Vorliegender Text:
Freitag, 26. April 2024
Express Online: Thema der Woche | 7. Juli 2011

"Gelebte Demokratie"

Alexandra Kurth
Forschungsgebiete der Politologin, die am Institut für Politikwissenschaft der Justus-Liebig-Universität arbeitet, sind Rechtsextremismus, Militärpolitik, Gender Studies und politische Bildung. Kurth ist Vorsitzende des Netzwerks für politische Bildung, Kultur und Kommunikation und Mitglied im Bündnis "Gießen bleibt bunt".

Erfasste Daten:
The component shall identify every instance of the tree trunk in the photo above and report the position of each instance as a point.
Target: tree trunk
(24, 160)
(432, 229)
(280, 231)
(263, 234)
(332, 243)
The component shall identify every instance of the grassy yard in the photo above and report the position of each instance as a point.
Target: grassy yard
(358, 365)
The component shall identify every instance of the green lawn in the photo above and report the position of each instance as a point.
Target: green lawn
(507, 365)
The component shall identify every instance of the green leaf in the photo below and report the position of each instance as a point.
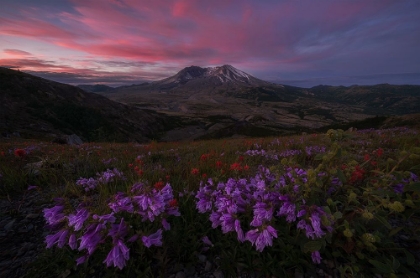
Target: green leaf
(413, 187)
(383, 221)
(394, 231)
(318, 156)
(341, 176)
(417, 167)
(410, 257)
(395, 263)
(337, 215)
(381, 267)
(312, 246)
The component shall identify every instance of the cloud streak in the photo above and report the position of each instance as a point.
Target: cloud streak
(274, 40)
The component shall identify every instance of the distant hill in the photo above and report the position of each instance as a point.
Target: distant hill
(36, 107)
(225, 98)
(95, 88)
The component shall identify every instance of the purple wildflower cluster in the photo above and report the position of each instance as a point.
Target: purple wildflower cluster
(83, 231)
(102, 178)
(309, 150)
(227, 202)
(399, 187)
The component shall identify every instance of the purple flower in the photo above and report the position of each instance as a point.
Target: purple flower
(166, 225)
(30, 187)
(54, 215)
(118, 231)
(261, 238)
(73, 242)
(58, 238)
(81, 260)
(288, 209)
(153, 239)
(118, 255)
(105, 218)
(316, 225)
(228, 222)
(239, 231)
(78, 219)
(316, 257)
(207, 241)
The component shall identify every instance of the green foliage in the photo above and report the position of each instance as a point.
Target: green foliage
(374, 224)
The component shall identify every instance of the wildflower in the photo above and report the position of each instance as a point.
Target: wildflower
(20, 152)
(54, 215)
(173, 203)
(58, 238)
(261, 238)
(118, 230)
(153, 239)
(72, 241)
(118, 255)
(236, 167)
(30, 187)
(78, 219)
(92, 237)
(316, 257)
(81, 260)
(159, 185)
(166, 225)
(207, 241)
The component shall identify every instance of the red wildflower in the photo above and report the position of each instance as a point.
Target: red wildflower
(367, 157)
(357, 174)
(204, 157)
(159, 185)
(20, 152)
(173, 203)
(236, 167)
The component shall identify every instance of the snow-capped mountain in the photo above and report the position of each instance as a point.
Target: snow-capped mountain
(211, 76)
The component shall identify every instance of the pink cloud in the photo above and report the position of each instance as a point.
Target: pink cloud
(16, 52)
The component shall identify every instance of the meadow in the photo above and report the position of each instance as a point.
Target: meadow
(343, 203)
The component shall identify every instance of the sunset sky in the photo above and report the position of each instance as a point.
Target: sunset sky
(297, 42)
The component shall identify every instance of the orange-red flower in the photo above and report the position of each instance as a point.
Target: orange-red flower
(173, 203)
(20, 152)
(159, 185)
(236, 167)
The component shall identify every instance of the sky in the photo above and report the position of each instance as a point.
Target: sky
(296, 42)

Ziel 1: In wie vielen Zeilen kommt die Zeichenfolge "snow" vor, wobei Groß- und Kleinschreibung zählt? Gib nur die Zahl an.
Ziel 2: Wie könnte der Text über Alexandra Kurth weitergehen? Setze ihn nach dem letzten Satz fort.

Ergebnis 1: 2

Ergebnis 2:
Die Gießener Wissenschaftlerin ist außerdem Herausgeberin des in einem Uniseminar erarbeiteten Buchs "Die NPD - Fakten, Hintergründe, Kritik", das Mitte kommender Woche als vierter Band in der Schriftenreihe des Netzwerks für politische Bildung, Kultur und Kommunikation erscheint. Infos: www.nbkk.de
Politikwissenschaftlerin Alexandra Kurth über den Kampf gegen Rechtsextremismus

Mit einem internationalen Fest mit großem Kultur- und Infoprogramm gegen Rechtsextremismus wollen Gießener Bürger gegen einen NPD-Aufmarsch in ihrer Stadt am 16. Juli protestieren. Im Express-Interview erläutert Politikwissenschaftlerin Alexandra Kurth, warum rechtsextreme Demonstrationen schwer zu verbieten sind

Express: Warum kann die Stadt die NPD-Demonstration nicht einfach verbieten?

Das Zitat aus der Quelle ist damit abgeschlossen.